[Polygon outlines for photos]
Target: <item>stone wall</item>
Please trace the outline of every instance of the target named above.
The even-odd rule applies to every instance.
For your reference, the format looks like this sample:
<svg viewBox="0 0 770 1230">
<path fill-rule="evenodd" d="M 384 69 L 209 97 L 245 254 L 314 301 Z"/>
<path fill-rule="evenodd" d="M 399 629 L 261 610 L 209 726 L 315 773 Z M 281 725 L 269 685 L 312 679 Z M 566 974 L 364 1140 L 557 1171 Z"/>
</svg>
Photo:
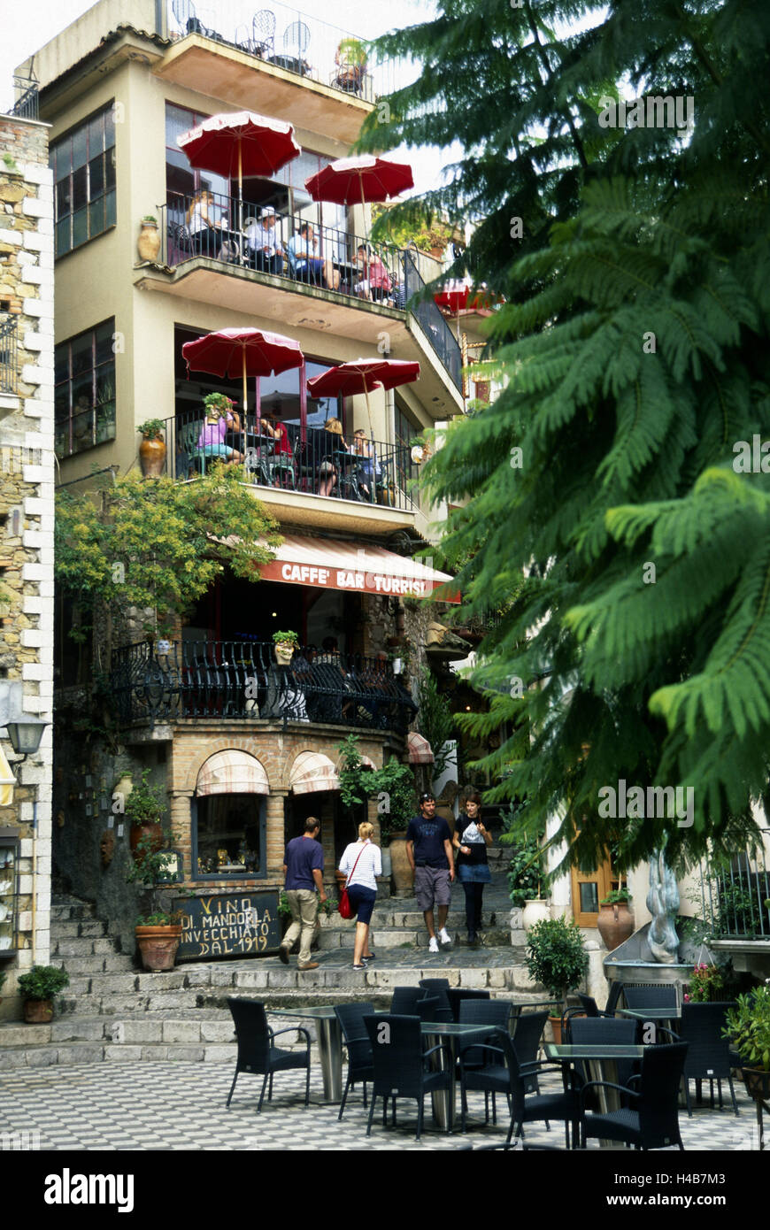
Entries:
<svg viewBox="0 0 770 1230">
<path fill-rule="evenodd" d="M 0 322 L 16 321 L 12 386 L 0 392 L 0 722 L 39 717 L 53 704 L 53 187 L 48 125 L 0 116 Z M 16 685 L 16 688 L 14 686 Z M 14 801 L 0 828 L 21 840 L 18 952 L 2 1016 L 17 1016 L 16 975 L 49 959 L 52 727 L 37 753 L 11 763 Z M 0 952 L 1 958 L 1 952 Z"/>
</svg>

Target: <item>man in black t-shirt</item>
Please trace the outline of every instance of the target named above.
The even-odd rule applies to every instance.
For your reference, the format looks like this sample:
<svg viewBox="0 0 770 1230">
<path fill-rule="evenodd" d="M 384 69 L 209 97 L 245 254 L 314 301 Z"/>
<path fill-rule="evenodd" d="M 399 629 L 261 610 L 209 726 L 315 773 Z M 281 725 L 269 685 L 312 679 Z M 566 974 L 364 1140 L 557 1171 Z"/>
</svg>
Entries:
<svg viewBox="0 0 770 1230">
<path fill-rule="evenodd" d="M 451 834 L 447 820 L 435 814 L 435 798 L 431 793 L 419 796 L 419 815 L 406 830 L 406 856 L 415 872 L 415 895 L 423 911 L 431 941 L 428 952 L 438 952 L 438 940 L 433 925 L 433 905 L 438 905 L 438 927 L 442 943 L 451 943 L 447 930 L 447 914 L 455 878 L 451 852 Z"/>
</svg>

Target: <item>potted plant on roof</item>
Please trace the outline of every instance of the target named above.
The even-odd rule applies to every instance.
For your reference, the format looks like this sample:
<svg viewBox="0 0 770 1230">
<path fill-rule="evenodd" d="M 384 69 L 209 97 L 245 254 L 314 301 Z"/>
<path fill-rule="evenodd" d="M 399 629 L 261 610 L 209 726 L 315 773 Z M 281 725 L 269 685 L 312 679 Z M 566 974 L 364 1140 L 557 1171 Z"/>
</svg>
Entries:
<svg viewBox="0 0 770 1230">
<path fill-rule="evenodd" d="M 296 632 L 273 632 L 273 646 L 278 665 L 288 667 L 299 646 L 299 636 Z"/>
<path fill-rule="evenodd" d="M 542 919 L 526 932 L 526 968 L 554 1001 L 567 1006 L 567 995 L 588 973 L 588 953 L 579 927 L 563 916 Z M 554 1041 L 561 1042 L 561 1015 L 551 1016 Z"/>
<path fill-rule="evenodd" d="M 133 790 L 124 796 L 123 803 L 129 824 L 129 844 L 137 862 L 141 862 L 143 855 L 148 852 L 155 854 L 164 844 L 164 792 L 160 786 L 150 786 L 149 777 L 150 770 L 143 769 L 141 780 L 133 784 Z"/>
<path fill-rule="evenodd" d="M 743 1084 L 755 1102 L 770 1098 L 770 986 L 739 995 L 724 1018 L 729 1038 L 743 1060 Z"/>
<path fill-rule="evenodd" d="M 137 428 L 141 433 L 139 464 L 145 478 L 159 478 L 166 464 L 166 442 L 161 418 L 148 418 Z"/>
<path fill-rule="evenodd" d="M 156 261 L 160 252 L 160 231 L 157 230 L 157 218 L 155 214 L 145 214 L 141 219 L 141 230 L 137 247 L 140 261 Z"/>
<path fill-rule="evenodd" d="M 18 990 L 27 1025 L 46 1025 L 53 1018 L 53 1001 L 69 986 L 69 980 L 66 969 L 57 966 L 32 966 L 28 973 L 20 975 Z"/>
</svg>

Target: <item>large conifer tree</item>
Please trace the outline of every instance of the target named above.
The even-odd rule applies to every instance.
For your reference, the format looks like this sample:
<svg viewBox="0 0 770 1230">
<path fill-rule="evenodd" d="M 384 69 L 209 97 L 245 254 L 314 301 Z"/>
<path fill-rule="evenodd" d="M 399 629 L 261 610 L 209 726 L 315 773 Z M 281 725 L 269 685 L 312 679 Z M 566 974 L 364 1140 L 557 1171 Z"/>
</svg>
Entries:
<svg viewBox="0 0 770 1230">
<path fill-rule="evenodd" d="M 471 718 L 514 731 L 497 797 L 533 829 L 563 814 L 584 867 L 609 839 L 631 861 L 742 844 L 770 760 L 770 7 L 610 0 L 597 20 L 444 0 L 380 41 L 422 71 L 362 138 L 465 149 L 423 205 L 480 219 L 506 387 L 428 480 L 470 497 L 443 541 L 465 611 L 515 594 Z M 604 127 L 619 92 L 691 97 L 691 132 Z M 691 787 L 694 824 L 600 815 L 619 780 Z"/>
</svg>

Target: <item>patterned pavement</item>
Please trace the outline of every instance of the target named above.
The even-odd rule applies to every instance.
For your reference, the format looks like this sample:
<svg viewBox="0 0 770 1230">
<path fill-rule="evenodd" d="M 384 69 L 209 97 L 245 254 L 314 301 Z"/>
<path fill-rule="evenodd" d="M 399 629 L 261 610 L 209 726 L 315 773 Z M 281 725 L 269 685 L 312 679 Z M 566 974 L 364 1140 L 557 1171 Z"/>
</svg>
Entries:
<svg viewBox="0 0 770 1230">
<path fill-rule="evenodd" d="M 454 1150 L 504 1139 L 508 1116 L 496 1128 L 483 1125 L 483 1098 L 470 1096 L 470 1123 L 465 1135 L 437 1130 L 426 1101 L 426 1130 L 415 1140 L 417 1103 L 399 1103 L 396 1128 L 383 1128 L 378 1112 L 367 1139 L 367 1112 L 360 1086 L 348 1100 L 342 1123 L 337 1106 L 321 1103 L 321 1077 L 314 1055 L 311 1106 L 304 1108 L 304 1074 L 278 1074 L 273 1102 L 256 1106 L 261 1077 L 240 1075 L 230 1111 L 225 1100 L 232 1080 L 231 1064 L 122 1063 L 80 1064 L 71 1068 L 26 1069 L 0 1074 L 0 1150 L 6 1133 L 39 1133 L 43 1150 Z M 544 1091 L 561 1087 L 549 1074 Z M 693 1093 L 695 1086 L 693 1085 Z M 723 1086 L 723 1091 L 724 1090 Z M 739 1117 L 727 1107 L 694 1107 L 693 1118 L 680 1112 L 681 1137 L 688 1150 L 758 1149 L 756 1118 L 743 1084 L 736 1084 Z M 459 1100 L 459 1092 L 458 1092 Z M 499 1109 L 499 1107 L 498 1107 Z M 533 1144 L 563 1149 L 561 1124 L 526 1128 Z M 37 1139 L 36 1139 L 37 1144 Z M 592 1141 L 593 1148 L 598 1148 Z M 7 1145 L 6 1145 L 7 1148 Z M 626 1153 L 626 1157 L 630 1155 Z"/>
</svg>

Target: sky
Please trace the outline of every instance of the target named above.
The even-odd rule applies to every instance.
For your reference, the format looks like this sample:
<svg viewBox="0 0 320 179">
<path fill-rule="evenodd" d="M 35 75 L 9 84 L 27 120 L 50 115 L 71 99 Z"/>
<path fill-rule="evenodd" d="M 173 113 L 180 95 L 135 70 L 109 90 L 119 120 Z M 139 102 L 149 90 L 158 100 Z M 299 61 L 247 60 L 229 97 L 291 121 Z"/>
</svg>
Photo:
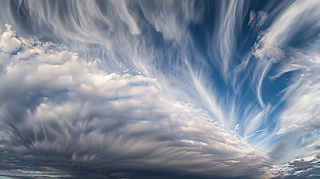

▶ _Exercise goal_
Switch every "trace the outline of" in the records above to "draw a polygon around" and keep all other text the same. Write out all the records again, leaving out the pictures.

▶ _Result of this exercise_
Target: <item>stone wall</item>
Please draw a polygon around every instance of the target named above.
The even-odd rule applies to every instance.
For your reference, the format looks like this sample:
<svg viewBox="0 0 770 1230">
<path fill-rule="evenodd" d="M 384 69 L 209 97 L 245 254 L 314 301 Z"/>
<path fill-rule="evenodd" d="M 399 629 L 261 610 L 209 726 L 315 773 Z M 281 725 L 269 685 L 312 679 Z M 566 974 L 364 1140 L 557 1171 Z"/>
</svg>
Photo:
Entries:
<svg viewBox="0 0 770 1230">
<path fill-rule="evenodd" d="M 0 322 L 16 321 L 12 386 L 0 392 L 0 722 L 39 717 L 53 704 L 53 187 L 48 125 L 0 116 Z M 16 685 L 16 688 L 14 686 Z M 14 801 L 0 828 L 21 840 L 18 952 L 2 1016 L 17 1016 L 16 975 L 49 959 L 52 727 L 37 753 L 11 763 Z M 0 952 L 1 958 L 1 952 Z"/>
</svg>

Target: <item>man in black t-shirt</item>
Please draw a polygon around every instance of the target named above.
The even-odd rule applies to every instance.
For your reference, the format looks like this sample:
<svg viewBox="0 0 770 1230">
<path fill-rule="evenodd" d="M 384 69 L 209 97 L 245 254 L 314 301 Z"/>
<path fill-rule="evenodd" d="M 399 629 L 261 610 L 209 726 L 315 773 Z M 281 725 L 269 685 L 312 679 Z M 566 974 L 364 1140 L 557 1171 Z"/>
</svg>
Entries:
<svg viewBox="0 0 770 1230">
<path fill-rule="evenodd" d="M 451 834 L 447 820 L 435 814 L 435 798 L 431 793 L 419 796 L 419 815 L 406 830 L 406 856 L 415 872 L 415 895 L 423 911 L 431 941 L 428 952 L 438 952 L 438 940 L 433 925 L 433 905 L 438 905 L 438 927 L 442 943 L 451 943 L 447 930 L 447 914 L 455 878 L 451 852 Z"/>
</svg>

Target: <item>potted plant on roof</item>
Please draw a polygon around every instance of the target named above.
The even-odd rule applies to every instance.
For your reference, the format looks like this sample:
<svg viewBox="0 0 770 1230">
<path fill-rule="evenodd" d="M 384 69 L 209 97 L 245 254 L 314 301 Z"/>
<path fill-rule="evenodd" d="M 399 629 L 261 610 L 209 726 L 315 773 Z M 281 725 L 269 685 L 312 679 Z M 566 974 L 364 1140 L 557 1171 Z"/>
</svg>
Entries:
<svg viewBox="0 0 770 1230">
<path fill-rule="evenodd" d="M 296 632 L 273 632 L 273 646 L 278 665 L 288 667 L 299 646 L 299 636 Z"/>
<path fill-rule="evenodd" d="M 542 919 L 526 932 L 526 968 L 554 1001 L 567 1006 L 567 995 L 588 973 L 588 953 L 579 927 L 563 916 Z M 554 1041 L 561 1042 L 561 1015 L 551 1016 Z"/>
<path fill-rule="evenodd" d="M 133 790 L 124 796 L 123 803 L 129 824 L 129 844 L 137 862 L 141 862 L 143 855 L 148 852 L 155 854 L 164 844 L 164 792 L 160 786 L 150 786 L 149 777 L 150 770 L 143 769 L 141 780 L 133 784 Z"/>
<path fill-rule="evenodd" d="M 743 1084 L 755 1102 L 770 1098 L 770 986 L 739 995 L 724 1018 L 729 1038 L 743 1060 Z"/>
<path fill-rule="evenodd" d="M 137 428 L 141 433 L 139 464 L 145 478 L 159 478 L 166 464 L 166 442 L 161 418 L 148 418 Z"/>
<path fill-rule="evenodd" d="M 156 261 L 160 252 L 160 231 L 157 230 L 157 218 L 155 214 L 145 214 L 141 219 L 141 230 L 137 247 L 140 261 Z"/>
<path fill-rule="evenodd" d="M 18 990 L 27 1025 L 46 1025 L 53 1018 L 53 1001 L 69 986 L 69 980 L 66 969 L 57 966 L 32 966 L 28 973 L 20 975 Z"/>
</svg>

Target: <item>large conifer tree</item>
Please draw a polygon around every instance of the target named above.
The even-odd rule applies to every instance.
For your reference, the format looks like this sample:
<svg viewBox="0 0 770 1230">
<path fill-rule="evenodd" d="M 384 69 L 209 97 L 245 254 L 314 301 Z"/>
<path fill-rule="evenodd" d="M 399 629 L 261 610 L 209 726 L 315 773 Z M 281 725 L 269 685 L 312 679 Z M 566 974 L 364 1140 L 557 1171 Z"/>
</svg>
Entries:
<svg viewBox="0 0 770 1230">
<path fill-rule="evenodd" d="M 471 718 L 514 731 L 497 797 L 533 829 L 563 814 L 584 867 L 609 839 L 631 861 L 742 844 L 770 760 L 770 7 L 610 0 L 597 20 L 444 0 L 380 41 L 422 71 L 362 138 L 465 149 L 423 205 L 480 219 L 506 387 L 428 480 L 470 497 L 443 541 L 465 611 L 515 594 Z M 604 127 L 619 92 L 691 97 L 691 132 Z M 691 787 L 694 824 L 600 815 L 619 780 Z"/>
</svg>

Target: <item>patterned pavement</item>
Please draw a polygon around every instance of the target named above.
The even-odd rule applies to every instance.
For your reference, the format looks like this sample:
<svg viewBox="0 0 770 1230">
<path fill-rule="evenodd" d="M 384 69 L 209 97 L 245 254 L 314 301 Z"/>
<path fill-rule="evenodd" d="M 399 629 L 261 610 L 209 726 L 315 773 Z M 281 725 L 269 685 L 312 679 Z M 566 974 L 364 1140 L 557 1171 Z"/>
</svg>
Entries:
<svg viewBox="0 0 770 1230">
<path fill-rule="evenodd" d="M 454 1150 L 504 1139 L 508 1116 L 496 1128 L 483 1125 L 483 1098 L 470 1096 L 470 1123 L 465 1135 L 437 1130 L 426 1101 L 426 1130 L 415 1140 L 417 1103 L 399 1103 L 396 1128 L 383 1128 L 378 1112 L 367 1139 L 367 1112 L 360 1086 L 348 1100 L 342 1123 L 337 1106 L 321 1103 L 321 1077 L 314 1055 L 311 1106 L 304 1108 L 304 1074 L 278 1074 L 273 1102 L 256 1106 L 261 1077 L 240 1075 L 230 1111 L 225 1100 L 232 1080 L 231 1064 L 122 1063 L 80 1064 L 71 1068 L 26 1069 L 0 1074 L 0 1150 L 6 1133 L 39 1133 L 43 1150 Z M 544 1091 L 561 1087 L 549 1074 Z M 693 1093 L 695 1086 L 693 1085 Z M 723 1086 L 723 1091 L 724 1090 Z M 739 1117 L 727 1107 L 694 1107 L 693 1118 L 680 1112 L 681 1137 L 688 1150 L 758 1149 L 756 1118 L 743 1084 L 736 1084 Z M 459 1100 L 459 1092 L 458 1092 Z M 499 1109 L 499 1107 L 498 1107 Z M 533 1144 L 563 1149 L 561 1124 L 526 1128 Z M 37 1139 L 36 1139 L 37 1144 Z M 592 1141 L 593 1148 L 598 1148 Z M 7 1145 L 6 1145 L 7 1148 Z M 626 1153 L 626 1157 L 630 1155 Z"/>
</svg>

Target: sky
Please draw a polygon around every instance of the target named above.
The even-odd rule applies to every instance.
For your reference, the format looks like this sample:
<svg viewBox="0 0 320 179">
<path fill-rule="evenodd" d="M 35 75 L 9 84 L 27 120 L 50 115 L 71 99 Z"/>
<path fill-rule="evenodd" d="M 173 113 L 180 95 L 135 70 L 109 90 L 119 120 Z M 139 102 L 149 90 L 158 100 Z M 299 61 L 247 60 L 229 97 L 291 121 Z"/>
</svg>
Photo:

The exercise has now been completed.